Bei der Veräußerung eines Betriebes oder Teilbetriebes gem. § 16 Abs. 1 EStG werden dem Veräußerer unter bestimmten Voraussetzungen neben der grundsätzlichen Gewerbesteuer-freiheit ein Freibetrag nach § 16 Abs. 4 EStG sowie Steuersatzvergünstigungen nach § 34 Abs. 1 oder Abs. 3 EStG gewährt.

Eine zwingende Voraussetzung für die Steuervergünstigungen ist, dass der Betrieb mit seinen wesentlichen Grundlagen gegen Entgelt in der Weise auf einen Erwerber übertragen wird, dass der Betrieb als geschäftlicher Organismus fortgeführt werden kann. Nicht erforderlich ist, dass der Erwerber den Betrieb tatsächlich fortführt.[1]

In der Praxis besteht jedoch oftmals der Wunsch, wesentliche Betriebsgrundlagen, insbesondere die im Betriebsvermögen befindlichen Grundstücke zurückzubehalten oder vor einer Veräußerung ohne Auflösung der stillen Reserven auf einen anderen Rechtsträger zu übertragen. Leider wird der Wunsch der Übertragung auf einen anderen Rechtsträger mit dem Wegfall der Steuervergünstigungen konterkariert.

Aufgrund der Gesamtplanbetrachtung führt eine Vorab-Auslagerung wesentlicher Betriebsgrundlagen auf einen anderen Rechtsträger im zeitlichen Zusammenhang mit einer Betriebsveräußerung zwangsläufig zum Wegfall der Steuervergünstigungen. Der Gesamtplangedanke dient in diesem Bereich der Verwirklichung des Zwecks der Vergünstigungen nach 16 Abs. 4 und § 34 EStG,

die zusammengeballte Realisierung der während vieler Jahre entstandenen stillen Reserven nicht ungemildert dem progressiven Einkommensteuertarif zu unterwerfen.[2] Die Übertragung einzelner Wirtschaftsgüter auf einen anderen Rechtsträger gem. § 6 Abs. 5 EStG zum Buchwert ohne Aufdeckung der stillen Reserven würde die Zielsetzung des Gesetzgebers unterlaufen.

BEREITGESTELLTE AUFLISTUNG>

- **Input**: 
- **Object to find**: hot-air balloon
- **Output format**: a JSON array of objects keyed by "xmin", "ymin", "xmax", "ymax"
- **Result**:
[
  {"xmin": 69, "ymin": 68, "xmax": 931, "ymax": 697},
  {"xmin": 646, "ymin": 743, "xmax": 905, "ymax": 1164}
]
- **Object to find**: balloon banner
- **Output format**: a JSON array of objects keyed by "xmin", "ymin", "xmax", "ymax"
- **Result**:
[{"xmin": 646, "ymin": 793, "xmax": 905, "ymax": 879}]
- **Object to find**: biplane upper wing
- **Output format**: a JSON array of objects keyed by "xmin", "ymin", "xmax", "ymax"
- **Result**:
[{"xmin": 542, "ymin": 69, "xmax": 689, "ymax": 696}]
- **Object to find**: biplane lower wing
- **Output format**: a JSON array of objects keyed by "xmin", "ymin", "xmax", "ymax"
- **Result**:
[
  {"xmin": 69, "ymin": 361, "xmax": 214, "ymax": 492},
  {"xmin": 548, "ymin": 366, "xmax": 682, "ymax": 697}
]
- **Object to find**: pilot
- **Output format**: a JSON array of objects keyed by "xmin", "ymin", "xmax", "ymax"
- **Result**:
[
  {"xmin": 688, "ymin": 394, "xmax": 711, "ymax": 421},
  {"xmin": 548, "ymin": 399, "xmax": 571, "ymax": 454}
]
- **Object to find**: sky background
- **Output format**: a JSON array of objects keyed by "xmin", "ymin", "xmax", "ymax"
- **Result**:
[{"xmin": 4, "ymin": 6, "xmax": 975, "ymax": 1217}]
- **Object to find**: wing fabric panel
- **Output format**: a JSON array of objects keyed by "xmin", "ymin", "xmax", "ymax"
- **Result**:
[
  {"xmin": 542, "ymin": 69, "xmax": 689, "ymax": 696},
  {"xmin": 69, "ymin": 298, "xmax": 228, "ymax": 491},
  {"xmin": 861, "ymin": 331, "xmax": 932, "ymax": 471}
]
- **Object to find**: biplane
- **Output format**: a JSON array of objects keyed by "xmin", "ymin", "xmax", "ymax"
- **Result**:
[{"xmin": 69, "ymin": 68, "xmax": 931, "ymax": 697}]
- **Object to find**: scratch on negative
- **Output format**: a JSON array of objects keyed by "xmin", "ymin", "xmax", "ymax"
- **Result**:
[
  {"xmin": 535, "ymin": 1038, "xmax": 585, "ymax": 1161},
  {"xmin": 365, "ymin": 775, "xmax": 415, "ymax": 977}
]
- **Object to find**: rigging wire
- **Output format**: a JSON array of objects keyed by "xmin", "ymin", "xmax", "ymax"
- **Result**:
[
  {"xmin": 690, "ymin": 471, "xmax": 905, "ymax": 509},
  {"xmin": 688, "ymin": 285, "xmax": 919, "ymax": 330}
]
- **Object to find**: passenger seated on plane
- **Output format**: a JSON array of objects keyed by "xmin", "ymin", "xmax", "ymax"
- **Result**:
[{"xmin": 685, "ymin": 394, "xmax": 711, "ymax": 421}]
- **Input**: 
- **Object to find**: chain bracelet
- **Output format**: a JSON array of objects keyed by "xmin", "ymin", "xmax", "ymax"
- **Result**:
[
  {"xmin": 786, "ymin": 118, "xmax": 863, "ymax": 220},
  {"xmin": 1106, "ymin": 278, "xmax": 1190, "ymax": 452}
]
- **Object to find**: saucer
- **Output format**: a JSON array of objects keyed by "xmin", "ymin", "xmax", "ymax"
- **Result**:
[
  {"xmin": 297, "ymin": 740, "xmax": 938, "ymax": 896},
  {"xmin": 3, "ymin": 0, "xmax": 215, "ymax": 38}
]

ARBEITSANWEISUNGEN>
[a] Nach welcher Vorschrift wird dem Veräußerer laut dem Textausschnitt ein Freibetrag gewährt?
[b] Überarbeiten Sie den Textausschnitt zwischen „Bei der Veräußerung“ und „3 EStG gewährt.“ einschließlich, indem Sie „Veräußerer“ durch „Verkäufer“ ersetzen.

LÖSUNGEN DER ÜBUNG>
[a] Nach § 16 Abs. 4 EStG.

[b]
Bei der Veräußerung eines Betriebes oder Teilbetriebes gem. § 16 Abs. 1 EStG werden dem Verkäufer unter bestimmten Voraussetzungen neben der grundsätzlichen Gewerbesteuer-freiheit ein Freibetrag nach § 16 Abs. 4 EStG sowie Steuersatzvergünstigungen nach § 34 Abs. 1 oder Abs. 3 EStG gewährt.